:: The records
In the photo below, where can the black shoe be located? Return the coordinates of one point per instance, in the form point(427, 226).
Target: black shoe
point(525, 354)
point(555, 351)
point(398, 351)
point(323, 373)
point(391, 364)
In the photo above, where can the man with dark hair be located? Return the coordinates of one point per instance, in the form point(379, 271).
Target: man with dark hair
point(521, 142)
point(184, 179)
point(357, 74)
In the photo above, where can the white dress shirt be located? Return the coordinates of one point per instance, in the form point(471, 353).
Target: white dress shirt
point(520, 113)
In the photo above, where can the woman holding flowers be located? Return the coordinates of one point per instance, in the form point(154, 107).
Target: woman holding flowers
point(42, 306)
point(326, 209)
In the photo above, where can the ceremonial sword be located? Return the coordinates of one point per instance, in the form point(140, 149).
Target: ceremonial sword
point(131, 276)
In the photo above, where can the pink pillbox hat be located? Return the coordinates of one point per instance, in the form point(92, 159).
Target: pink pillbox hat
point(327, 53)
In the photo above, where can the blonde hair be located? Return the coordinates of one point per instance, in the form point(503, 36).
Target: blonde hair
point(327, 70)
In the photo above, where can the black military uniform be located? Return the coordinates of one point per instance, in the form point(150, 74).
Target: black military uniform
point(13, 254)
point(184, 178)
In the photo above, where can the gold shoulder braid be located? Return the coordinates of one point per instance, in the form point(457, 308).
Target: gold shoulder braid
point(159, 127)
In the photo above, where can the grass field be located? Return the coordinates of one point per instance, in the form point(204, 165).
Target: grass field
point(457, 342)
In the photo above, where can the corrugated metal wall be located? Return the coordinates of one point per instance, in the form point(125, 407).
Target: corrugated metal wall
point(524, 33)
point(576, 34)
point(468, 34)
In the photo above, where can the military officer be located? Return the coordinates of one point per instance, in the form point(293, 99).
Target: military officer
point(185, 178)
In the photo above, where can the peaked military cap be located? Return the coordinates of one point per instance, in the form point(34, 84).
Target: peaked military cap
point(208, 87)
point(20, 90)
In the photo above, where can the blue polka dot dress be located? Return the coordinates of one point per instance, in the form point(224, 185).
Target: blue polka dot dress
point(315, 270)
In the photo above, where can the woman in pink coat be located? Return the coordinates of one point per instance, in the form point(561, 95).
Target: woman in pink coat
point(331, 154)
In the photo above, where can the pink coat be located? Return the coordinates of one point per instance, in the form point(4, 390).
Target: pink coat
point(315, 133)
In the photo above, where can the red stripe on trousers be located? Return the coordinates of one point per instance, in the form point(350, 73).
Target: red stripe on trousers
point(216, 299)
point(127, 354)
::::
_The task_: Beginning at the line that holds "Target: woman in pink coat", reproduce the lines exactly up to and including the final line of the entries.

_Written response_:
Target: woman in pink coat
point(331, 154)
In the photo above, where can the pink coat be located? Return the coordinates of one point per instance, in the form point(4, 390).
Target: pink coat
point(315, 133)
In the photo above, where can the red stripe on trousers be located? Return the coordinates of one point per instance, in the form point(350, 73).
Target: red stripe on trousers
point(216, 299)
point(127, 354)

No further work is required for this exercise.